■ WORK TO COMPLETE: Copy out the entries below, changing each "single spaces" to "one space" and leaving the rest of every entry as it is.

■ RECORD SET:
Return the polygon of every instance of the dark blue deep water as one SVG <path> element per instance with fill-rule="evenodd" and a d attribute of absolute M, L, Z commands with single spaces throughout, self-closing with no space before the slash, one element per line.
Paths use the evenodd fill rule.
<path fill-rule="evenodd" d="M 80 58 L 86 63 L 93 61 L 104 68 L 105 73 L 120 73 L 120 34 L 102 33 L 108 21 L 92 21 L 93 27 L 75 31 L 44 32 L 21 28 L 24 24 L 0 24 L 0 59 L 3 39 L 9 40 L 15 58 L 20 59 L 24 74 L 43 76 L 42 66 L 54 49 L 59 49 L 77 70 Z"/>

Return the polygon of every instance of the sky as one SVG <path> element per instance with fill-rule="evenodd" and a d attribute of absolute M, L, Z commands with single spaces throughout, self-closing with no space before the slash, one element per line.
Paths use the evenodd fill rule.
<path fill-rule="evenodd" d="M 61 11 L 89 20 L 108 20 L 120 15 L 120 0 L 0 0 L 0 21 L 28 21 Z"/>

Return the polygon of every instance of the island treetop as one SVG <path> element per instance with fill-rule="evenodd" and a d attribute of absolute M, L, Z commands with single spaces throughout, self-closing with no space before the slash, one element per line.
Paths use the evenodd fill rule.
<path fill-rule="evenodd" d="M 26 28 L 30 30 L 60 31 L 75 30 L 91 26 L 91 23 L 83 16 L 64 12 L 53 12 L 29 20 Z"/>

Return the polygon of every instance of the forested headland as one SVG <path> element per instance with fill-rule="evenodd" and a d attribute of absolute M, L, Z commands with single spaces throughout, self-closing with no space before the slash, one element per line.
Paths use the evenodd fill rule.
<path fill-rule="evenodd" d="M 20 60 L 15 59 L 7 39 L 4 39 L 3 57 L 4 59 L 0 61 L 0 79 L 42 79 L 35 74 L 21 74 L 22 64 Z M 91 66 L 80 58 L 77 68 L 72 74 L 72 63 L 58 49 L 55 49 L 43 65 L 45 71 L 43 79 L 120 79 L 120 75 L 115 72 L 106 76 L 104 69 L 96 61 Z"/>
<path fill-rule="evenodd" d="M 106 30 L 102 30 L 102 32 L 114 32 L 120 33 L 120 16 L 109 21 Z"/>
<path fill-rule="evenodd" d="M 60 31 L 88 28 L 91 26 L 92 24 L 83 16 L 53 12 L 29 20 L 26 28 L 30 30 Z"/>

■ RESPONSE BELOW:
Return the polygon of every instance of the dark blue deep water as one SVG <path> element per instance with fill-rule="evenodd" and a d attribute of absolute M, L, Z commands with one space throughout, self-closing with no space before the slash, one element per line.
Paths use the evenodd fill rule.
<path fill-rule="evenodd" d="M 80 58 L 86 63 L 93 61 L 104 68 L 105 73 L 120 73 L 120 34 L 102 33 L 108 21 L 92 21 L 93 27 L 75 31 L 44 32 L 21 28 L 24 24 L 0 24 L 0 59 L 3 39 L 9 40 L 15 58 L 20 59 L 24 74 L 43 76 L 42 66 L 54 49 L 59 49 L 77 70 Z"/>

Return the polygon of every instance of the sky as one SVG <path> element per instance with fill-rule="evenodd" and a d attribute of absolute M, L, Z commands with one space throughout, self-closing with no space before the slash, one element per line.
Paths use the evenodd fill rule.
<path fill-rule="evenodd" d="M 61 11 L 89 20 L 108 20 L 120 15 L 120 0 L 0 0 L 0 21 L 28 21 Z"/>

Return the polygon of every instance of the island treetop as one SVG <path> element per instance with fill-rule="evenodd" and a d attribute of absolute M, L, Z commands with one space throughout, self-closing with no space before the slash, one element per line.
Paths use the evenodd fill rule.
<path fill-rule="evenodd" d="M 26 28 L 30 30 L 60 31 L 75 30 L 91 26 L 91 23 L 83 16 L 64 12 L 53 12 L 29 20 Z"/>

Return the polygon of every instance of the forested headland as one SVG <path> element per instance with fill-rule="evenodd" and a d attribute of absolute M, L, Z commands with one space throughout, self-closing with no space before the slash, one element per line.
Paths use the evenodd fill rule.
<path fill-rule="evenodd" d="M 20 60 L 15 59 L 7 39 L 4 39 L 3 57 L 4 59 L 0 61 L 0 79 L 42 79 L 35 74 L 21 74 L 22 64 Z M 91 66 L 80 58 L 77 68 L 72 74 L 72 63 L 58 49 L 55 49 L 43 65 L 45 71 L 43 79 L 120 79 L 120 75 L 115 72 L 106 76 L 104 69 L 96 61 Z"/>
<path fill-rule="evenodd" d="M 106 30 L 102 30 L 102 32 L 114 32 L 120 33 L 120 16 L 109 21 Z"/>
<path fill-rule="evenodd" d="M 60 31 L 88 28 L 91 26 L 92 24 L 83 16 L 53 12 L 29 20 L 26 28 L 30 30 Z"/>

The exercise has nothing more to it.